[EXTRAIT DE PAGE]
L’anomalie n’est pas le montant des pensions, qui représente en moyenne les deux tiers du salaire moyen, mais leur mode de financement. Nous vivons dans l’illusion qu’un financement intégral des retraites par répartition est encore possible. Mais, dans les faits, nous sommes sortis du tout-répartition, avec des retraites qui ne sont plus intégralement financées par les cotisations des actifs. Lorsque le nombre de retraités progresse plus vite que le nombre d’actifs, le tout-répartition conduit à fiscaliser toujours plus les actifs ou à reculer sans cesse le départ à la retraite, ce qui suscite inquiétudes et opposition. C’est de là que vient la multiplication des déficits au sein de certaines caisses de retraite mal gérées.

En matière de santé, le problème est du même ordre. La stratégie de la sécurité sociale est de freiner l’augmentation des dépenses. Mais elle n’a pas développé une approche qui permette de s’assurer du meilleur rapport coût/bénéfice, en développant proactivement la prévention qui permet de faire des économies durables.

La sécurité sociale pilote les prix et les quantités, en privilégiant le court terme. Or c’est impossible de maîtriser la dépense sur la longue durée si l’on fait fi du temps long. Si l’on oublie les coûts à long terme, si l’on considère la prévention comme un coût à court terme, en oubliant que c’est un levier d’économies, impossible de prendre les décisions responsables à l’instant t qui limiteront l’envol des coûts futurs.

Quelles pistes de refondation pourraient permettre à la France de sortir par le haut de cette impasse (nouveaux modes de financement, réformes systémiques, refonte du pacte social) ?

En matière de retraite, il faut généraliser la capitalisation collective dans le secteur privé, en complément de la répartition et des dispositifs de capitalisation facultatifs existants. C’est ce qui a été fait dans l’administration et dans quelques professions prévoyantes. Depuis 20 ans tous les mois, 4,5 millions de fonctionnaires capitalisent collectivement au sein de l’ERAFP, un fonds de pension cogéré par les syndicats et les employeurs de la fonction publique. Cela leur permet de se constituer une retraite supplémentaire, qui s’ajoute à leur retraite de base et aux compléments de retraite que certains constituent à titre individuel (Préfon ou autres PER individuels…). De même, tous les pharmaciens bénéficient de retraites complémentaires conjuguant répartition et capitalisation (CAVP).
[/EXTRAIT DE PAGE]
[DONNÉES FOURNIES]
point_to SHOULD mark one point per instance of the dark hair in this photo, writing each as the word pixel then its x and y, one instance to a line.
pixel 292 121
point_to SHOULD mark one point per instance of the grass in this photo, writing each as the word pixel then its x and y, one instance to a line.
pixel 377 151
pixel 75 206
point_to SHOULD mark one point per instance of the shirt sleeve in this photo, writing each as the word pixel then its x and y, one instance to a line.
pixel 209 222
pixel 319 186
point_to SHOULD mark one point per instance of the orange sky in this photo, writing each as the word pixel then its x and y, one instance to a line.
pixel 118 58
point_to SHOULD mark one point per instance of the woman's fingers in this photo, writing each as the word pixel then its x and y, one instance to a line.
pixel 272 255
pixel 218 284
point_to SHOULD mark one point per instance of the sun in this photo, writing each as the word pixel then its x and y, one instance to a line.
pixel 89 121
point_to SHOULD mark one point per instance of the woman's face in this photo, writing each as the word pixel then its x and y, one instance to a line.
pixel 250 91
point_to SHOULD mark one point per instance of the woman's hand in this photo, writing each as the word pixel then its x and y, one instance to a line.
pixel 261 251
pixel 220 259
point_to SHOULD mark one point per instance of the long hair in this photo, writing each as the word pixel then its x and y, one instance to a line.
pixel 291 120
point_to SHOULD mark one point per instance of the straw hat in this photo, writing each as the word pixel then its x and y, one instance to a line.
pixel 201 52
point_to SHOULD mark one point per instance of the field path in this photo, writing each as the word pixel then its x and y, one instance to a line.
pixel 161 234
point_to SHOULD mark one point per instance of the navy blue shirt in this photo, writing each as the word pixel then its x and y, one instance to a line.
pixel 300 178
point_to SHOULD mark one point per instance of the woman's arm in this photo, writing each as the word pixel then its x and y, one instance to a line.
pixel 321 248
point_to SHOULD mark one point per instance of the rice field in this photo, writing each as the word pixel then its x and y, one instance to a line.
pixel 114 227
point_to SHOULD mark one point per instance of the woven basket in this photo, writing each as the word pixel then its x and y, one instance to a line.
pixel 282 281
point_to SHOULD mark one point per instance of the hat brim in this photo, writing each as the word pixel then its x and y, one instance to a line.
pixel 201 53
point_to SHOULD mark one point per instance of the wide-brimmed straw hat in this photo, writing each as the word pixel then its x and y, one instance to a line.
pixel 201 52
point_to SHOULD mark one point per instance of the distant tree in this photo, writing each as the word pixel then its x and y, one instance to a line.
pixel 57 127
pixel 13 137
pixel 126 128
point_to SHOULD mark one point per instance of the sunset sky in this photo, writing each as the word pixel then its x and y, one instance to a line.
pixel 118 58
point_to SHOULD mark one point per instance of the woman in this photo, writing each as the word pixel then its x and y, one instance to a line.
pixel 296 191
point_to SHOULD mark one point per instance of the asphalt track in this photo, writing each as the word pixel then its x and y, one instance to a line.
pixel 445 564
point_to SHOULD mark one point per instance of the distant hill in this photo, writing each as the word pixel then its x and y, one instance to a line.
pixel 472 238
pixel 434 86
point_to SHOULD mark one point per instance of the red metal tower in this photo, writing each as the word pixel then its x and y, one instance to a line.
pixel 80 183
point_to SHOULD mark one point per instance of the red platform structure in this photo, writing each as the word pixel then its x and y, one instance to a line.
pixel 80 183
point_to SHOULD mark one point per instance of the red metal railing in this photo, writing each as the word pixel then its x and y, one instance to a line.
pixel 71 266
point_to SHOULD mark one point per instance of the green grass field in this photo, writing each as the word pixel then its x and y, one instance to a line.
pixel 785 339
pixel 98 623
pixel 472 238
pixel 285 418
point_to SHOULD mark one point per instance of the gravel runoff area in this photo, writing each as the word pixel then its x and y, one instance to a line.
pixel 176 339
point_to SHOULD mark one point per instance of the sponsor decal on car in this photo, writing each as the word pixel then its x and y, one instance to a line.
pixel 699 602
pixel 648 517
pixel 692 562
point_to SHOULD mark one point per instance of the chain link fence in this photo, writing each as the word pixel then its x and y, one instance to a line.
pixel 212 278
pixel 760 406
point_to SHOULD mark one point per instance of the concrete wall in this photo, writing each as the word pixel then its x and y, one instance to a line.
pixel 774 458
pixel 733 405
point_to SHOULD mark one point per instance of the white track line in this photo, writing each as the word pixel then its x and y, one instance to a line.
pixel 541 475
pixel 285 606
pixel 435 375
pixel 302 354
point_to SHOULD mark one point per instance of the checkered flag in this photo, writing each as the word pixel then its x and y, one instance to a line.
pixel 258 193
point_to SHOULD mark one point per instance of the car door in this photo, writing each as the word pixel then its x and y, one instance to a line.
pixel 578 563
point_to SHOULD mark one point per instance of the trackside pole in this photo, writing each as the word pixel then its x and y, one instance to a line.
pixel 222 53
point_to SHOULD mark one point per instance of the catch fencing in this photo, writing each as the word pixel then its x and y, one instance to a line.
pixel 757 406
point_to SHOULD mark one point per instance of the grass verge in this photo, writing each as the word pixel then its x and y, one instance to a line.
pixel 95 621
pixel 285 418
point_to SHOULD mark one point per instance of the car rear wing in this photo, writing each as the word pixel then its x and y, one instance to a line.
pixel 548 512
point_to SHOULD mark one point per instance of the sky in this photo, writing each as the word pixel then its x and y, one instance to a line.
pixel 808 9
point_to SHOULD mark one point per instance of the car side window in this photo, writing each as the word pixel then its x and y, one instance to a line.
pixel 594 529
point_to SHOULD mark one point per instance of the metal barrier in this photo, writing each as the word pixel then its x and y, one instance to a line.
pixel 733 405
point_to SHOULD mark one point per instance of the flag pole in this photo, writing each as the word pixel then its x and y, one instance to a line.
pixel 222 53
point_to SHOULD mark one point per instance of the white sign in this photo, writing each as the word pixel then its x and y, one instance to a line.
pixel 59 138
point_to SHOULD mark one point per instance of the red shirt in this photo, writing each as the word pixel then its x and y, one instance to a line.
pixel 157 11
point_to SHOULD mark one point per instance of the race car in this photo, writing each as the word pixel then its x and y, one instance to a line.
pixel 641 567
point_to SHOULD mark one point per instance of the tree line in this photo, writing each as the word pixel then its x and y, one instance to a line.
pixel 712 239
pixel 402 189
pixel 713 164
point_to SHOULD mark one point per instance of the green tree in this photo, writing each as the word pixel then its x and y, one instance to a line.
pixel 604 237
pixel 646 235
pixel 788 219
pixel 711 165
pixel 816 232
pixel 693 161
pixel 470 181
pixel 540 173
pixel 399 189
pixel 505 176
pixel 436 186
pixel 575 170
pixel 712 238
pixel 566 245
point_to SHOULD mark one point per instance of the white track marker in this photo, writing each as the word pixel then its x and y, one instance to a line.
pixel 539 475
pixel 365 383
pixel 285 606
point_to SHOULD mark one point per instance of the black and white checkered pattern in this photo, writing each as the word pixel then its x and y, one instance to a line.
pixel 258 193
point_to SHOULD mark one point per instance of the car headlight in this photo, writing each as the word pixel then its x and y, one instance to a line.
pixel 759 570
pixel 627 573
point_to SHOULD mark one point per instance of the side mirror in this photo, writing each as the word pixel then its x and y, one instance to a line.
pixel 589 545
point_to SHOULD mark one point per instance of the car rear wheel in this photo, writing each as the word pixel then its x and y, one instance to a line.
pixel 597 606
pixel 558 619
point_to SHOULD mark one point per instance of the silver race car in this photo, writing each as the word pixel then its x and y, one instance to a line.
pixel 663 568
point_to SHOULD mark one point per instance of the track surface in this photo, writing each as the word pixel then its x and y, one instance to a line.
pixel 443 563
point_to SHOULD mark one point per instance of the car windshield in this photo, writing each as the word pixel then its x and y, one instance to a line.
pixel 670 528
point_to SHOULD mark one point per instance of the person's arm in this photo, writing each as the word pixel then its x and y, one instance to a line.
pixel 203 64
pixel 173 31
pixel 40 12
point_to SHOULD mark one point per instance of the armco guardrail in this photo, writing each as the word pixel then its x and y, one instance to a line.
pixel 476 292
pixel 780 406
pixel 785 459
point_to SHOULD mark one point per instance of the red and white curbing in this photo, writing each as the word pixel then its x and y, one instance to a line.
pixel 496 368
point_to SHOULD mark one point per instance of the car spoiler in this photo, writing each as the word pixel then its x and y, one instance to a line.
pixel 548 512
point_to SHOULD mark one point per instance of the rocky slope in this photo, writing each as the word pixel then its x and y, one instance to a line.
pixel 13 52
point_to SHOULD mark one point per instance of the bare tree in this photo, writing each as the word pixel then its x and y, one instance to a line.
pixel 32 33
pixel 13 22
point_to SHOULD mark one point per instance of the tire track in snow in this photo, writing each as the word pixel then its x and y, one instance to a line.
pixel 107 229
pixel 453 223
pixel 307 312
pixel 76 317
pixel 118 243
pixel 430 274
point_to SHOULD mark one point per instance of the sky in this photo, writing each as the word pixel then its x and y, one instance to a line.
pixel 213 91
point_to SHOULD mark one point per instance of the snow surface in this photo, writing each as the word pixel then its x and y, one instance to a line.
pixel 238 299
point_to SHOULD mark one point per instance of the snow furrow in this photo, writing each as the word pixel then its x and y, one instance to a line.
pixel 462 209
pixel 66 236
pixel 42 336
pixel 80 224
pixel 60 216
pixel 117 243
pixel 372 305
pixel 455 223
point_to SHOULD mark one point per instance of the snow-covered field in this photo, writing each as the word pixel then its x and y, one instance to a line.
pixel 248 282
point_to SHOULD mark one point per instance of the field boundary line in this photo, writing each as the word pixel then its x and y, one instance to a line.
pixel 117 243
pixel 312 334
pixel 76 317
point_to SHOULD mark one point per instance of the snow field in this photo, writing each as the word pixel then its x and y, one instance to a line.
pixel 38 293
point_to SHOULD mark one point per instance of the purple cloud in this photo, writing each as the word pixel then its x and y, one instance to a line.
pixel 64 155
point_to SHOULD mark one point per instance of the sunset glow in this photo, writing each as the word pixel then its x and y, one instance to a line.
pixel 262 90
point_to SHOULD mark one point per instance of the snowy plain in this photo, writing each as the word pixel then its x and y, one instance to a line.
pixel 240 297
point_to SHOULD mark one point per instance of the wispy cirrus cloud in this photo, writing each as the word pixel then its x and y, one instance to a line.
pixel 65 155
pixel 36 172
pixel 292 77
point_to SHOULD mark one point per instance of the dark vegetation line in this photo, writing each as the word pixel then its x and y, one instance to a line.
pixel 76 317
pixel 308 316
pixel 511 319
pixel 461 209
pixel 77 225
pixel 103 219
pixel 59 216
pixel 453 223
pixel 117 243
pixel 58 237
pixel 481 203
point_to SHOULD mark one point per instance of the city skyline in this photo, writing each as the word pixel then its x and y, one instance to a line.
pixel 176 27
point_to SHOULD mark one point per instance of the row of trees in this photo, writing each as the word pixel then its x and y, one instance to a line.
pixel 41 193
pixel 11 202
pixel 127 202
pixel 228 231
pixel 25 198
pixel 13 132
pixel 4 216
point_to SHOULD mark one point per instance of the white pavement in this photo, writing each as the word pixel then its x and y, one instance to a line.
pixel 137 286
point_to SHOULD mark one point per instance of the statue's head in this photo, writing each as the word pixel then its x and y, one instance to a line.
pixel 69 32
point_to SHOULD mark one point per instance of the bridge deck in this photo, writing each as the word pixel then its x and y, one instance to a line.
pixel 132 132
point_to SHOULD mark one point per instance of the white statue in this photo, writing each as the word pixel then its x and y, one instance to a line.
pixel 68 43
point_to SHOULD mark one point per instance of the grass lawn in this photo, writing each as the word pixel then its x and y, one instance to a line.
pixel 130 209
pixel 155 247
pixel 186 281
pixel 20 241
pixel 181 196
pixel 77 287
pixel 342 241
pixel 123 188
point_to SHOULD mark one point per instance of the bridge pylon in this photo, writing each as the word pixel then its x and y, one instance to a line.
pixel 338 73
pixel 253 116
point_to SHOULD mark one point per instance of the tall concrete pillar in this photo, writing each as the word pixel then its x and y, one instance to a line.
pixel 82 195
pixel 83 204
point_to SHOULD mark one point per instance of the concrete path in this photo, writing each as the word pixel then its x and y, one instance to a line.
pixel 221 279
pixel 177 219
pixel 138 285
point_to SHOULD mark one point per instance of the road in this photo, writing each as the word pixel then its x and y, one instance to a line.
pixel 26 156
[/DONNÉES FOURNIES]
OBJECTIF DE L'EXERCICE:
Poursuivez l'extrait sur le financement des retraites et de la santé à partir de sa dernière phrase. Les lignes n'ont aucun lien avec l'extrait sur le financement des retraites et de la santé.

RÉPONSE ATTENDUE:
Les simulations faites lors du conclave montrent que pour les jeunes générations, travailler une heure de plus par semaine pour alimenter une capitalisation collective permettrait d’augmenter le taux de remplacement à la retraite de 17 %. Au lieu de baisser, le pouvoir d’achat des retraités serait préservé sans que cela ne pèse sur les générations futures.

En complément, il faut provisionner le régime des retraites des fonctionnaires pour éviter qu’il ne pèse sur les finances publiques et les contribuables, et confier la gestion du régime général aux partenaires sociaux. L’État a fait l’erreur de laisser la Caisse d’assurance vieillesse sans gouvernance responsable. Pour corriger cela, la solution la plus pragmatique est de la confier aux partenaires sociaux pour qu’ils mettent en place les mesures de redressement et une gouvernance adaptée au temps long.

En matière de santé, il faut investir bien plus dans la prévention et offrir le choix de l’assureur santé, à l’image de ce que font les néerlandais.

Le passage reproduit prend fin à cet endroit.